◆ The task ◆
Reproduce every item below verbatim, line for line, without changing any wording or punctuation.

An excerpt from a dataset
+ + +

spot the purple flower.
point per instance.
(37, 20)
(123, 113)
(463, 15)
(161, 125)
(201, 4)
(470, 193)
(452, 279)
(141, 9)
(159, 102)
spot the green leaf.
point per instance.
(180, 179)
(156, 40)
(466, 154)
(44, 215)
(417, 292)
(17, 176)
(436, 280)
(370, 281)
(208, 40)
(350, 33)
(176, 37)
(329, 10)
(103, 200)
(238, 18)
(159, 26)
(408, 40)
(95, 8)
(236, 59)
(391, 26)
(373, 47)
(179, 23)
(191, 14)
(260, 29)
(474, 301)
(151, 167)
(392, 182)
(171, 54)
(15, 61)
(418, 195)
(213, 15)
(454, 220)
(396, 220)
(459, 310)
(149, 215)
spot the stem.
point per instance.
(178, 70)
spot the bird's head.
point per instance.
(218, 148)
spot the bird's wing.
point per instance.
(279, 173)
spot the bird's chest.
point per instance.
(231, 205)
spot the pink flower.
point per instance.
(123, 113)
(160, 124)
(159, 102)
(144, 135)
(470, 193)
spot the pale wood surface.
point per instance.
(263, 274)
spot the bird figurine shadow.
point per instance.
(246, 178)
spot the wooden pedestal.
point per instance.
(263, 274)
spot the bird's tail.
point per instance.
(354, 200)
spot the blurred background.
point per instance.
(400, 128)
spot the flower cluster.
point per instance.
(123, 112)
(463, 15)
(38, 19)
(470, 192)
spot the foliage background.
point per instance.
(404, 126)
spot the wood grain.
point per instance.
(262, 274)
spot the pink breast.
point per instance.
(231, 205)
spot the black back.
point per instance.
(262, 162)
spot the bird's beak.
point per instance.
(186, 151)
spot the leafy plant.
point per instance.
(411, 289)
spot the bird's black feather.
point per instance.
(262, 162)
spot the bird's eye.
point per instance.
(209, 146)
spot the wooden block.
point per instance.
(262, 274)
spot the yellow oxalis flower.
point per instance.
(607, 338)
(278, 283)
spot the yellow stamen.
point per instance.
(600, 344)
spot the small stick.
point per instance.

+ + +

◆ Exercise response ◆
spot the purple flower.
point per instance.
(37, 20)
(123, 113)
(463, 15)
(161, 125)
(201, 4)
(470, 193)
(452, 279)
(141, 9)
(159, 102)
spot the green leaf.
point per instance.
(180, 179)
(156, 40)
(466, 154)
(44, 215)
(417, 292)
(17, 176)
(436, 280)
(370, 281)
(208, 40)
(350, 33)
(176, 37)
(329, 10)
(103, 200)
(238, 18)
(159, 26)
(408, 40)
(95, 8)
(236, 59)
(391, 26)
(373, 47)
(179, 23)
(191, 14)
(260, 29)
(474, 301)
(151, 167)
(392, 182)
(171, 54)
(15, 61)
(418, 195)
(213, 15)
(454, 220)
(396, 220)
(459, 310)
(149, 215)
spot the stem.
point per instance.
(178, 70)
spot the bird's head.
point per instance.
(218, 148)
spot the bird's wing.
point per instance.
(279, 173)
spot the bird's chest.
point per instance.
(231, 205)
spot the pink flower.
point per instance.
(123, 113)
(160, 124)
(159, 102)
(144, 135)
(470, 193)
spot the pale wood surface.
point per instance.
(263, 274)
spot the bird figurine shadow.
point per instance.
(246, 178)
spot the wooden pedestal.
point per instance.
(263, 274)
spot the bird's tail.
point per instance.
(354, 200)
spot the blurred background.
point per instance.
(400, 128)
spot the flower cluster.
point per instance.
(123, 112)
(463, 15)
(38, 19)
(470, 192)
spot the foliage background.
point per instance.
(404, 126)
spot the wood grain.
point per instance.
(262, 274)
spot the pink breast.
point per instance.
(231, 205)
spot the black back.
point per instance.
(262, 162)
spot the bird's beak.
point per instance.
(186, 151)
spot the leafy plant.
point per instance.
(411, 289)
spot the bird's black feather.
point per instance.
(262, 162)
spot the bird's eye.
point per instance.
(209, 146)
spot the wooden block.
point per instance.
(262, 274)
spot the yellow oxalis flower.
point per instance.
(607, 338)
(278, 283)
spot the yellow stamen.
point per instance.
(600, 344)
spot the small stick.
point per instance.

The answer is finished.